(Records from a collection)
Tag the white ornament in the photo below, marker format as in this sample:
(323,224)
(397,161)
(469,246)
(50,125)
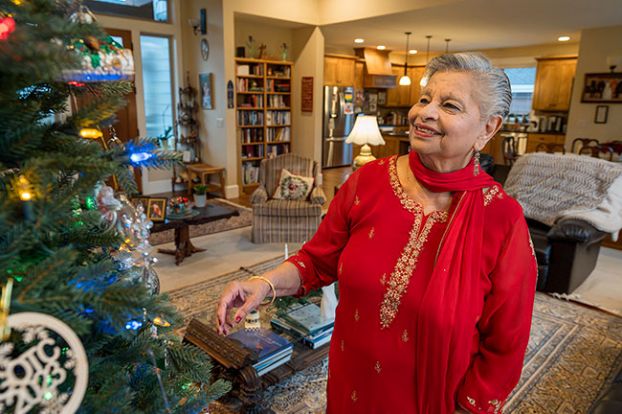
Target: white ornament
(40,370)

* * *

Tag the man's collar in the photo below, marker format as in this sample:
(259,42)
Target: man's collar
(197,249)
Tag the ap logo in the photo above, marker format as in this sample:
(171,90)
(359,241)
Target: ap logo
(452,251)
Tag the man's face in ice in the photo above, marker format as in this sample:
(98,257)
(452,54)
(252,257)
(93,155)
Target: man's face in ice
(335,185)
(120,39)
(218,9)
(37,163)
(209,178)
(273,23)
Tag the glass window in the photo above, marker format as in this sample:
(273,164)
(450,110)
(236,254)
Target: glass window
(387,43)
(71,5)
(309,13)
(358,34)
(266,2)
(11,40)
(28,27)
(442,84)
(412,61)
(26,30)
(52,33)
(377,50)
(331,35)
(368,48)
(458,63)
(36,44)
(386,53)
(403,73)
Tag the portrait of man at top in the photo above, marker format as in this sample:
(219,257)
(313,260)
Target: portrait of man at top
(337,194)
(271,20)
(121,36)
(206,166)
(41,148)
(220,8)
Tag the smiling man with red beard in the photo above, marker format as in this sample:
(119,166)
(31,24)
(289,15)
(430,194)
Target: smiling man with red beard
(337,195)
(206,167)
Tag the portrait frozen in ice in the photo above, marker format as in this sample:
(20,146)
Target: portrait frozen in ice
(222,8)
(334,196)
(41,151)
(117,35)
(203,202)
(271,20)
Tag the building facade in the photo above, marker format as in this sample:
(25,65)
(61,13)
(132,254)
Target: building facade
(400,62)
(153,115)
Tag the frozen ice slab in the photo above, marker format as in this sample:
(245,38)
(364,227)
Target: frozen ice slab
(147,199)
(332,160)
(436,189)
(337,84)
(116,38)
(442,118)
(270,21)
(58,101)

...

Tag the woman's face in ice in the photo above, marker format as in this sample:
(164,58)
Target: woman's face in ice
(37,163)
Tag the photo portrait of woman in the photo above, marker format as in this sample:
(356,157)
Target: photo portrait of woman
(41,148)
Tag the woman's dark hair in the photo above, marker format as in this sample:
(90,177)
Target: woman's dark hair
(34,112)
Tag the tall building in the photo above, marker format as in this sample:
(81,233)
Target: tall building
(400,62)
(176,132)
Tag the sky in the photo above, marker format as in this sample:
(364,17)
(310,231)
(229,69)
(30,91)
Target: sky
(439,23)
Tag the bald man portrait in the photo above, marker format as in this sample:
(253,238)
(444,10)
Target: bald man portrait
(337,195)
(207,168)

■ **Instructions for the task**: Search each line of the data above for "below", and copy the lines where it occurs.

■ **Answer to this exercise**:
Tag the white ornament in the photo below, marker format as in this sample:
Tag the man's collar in the photo below, marker format as in this sample:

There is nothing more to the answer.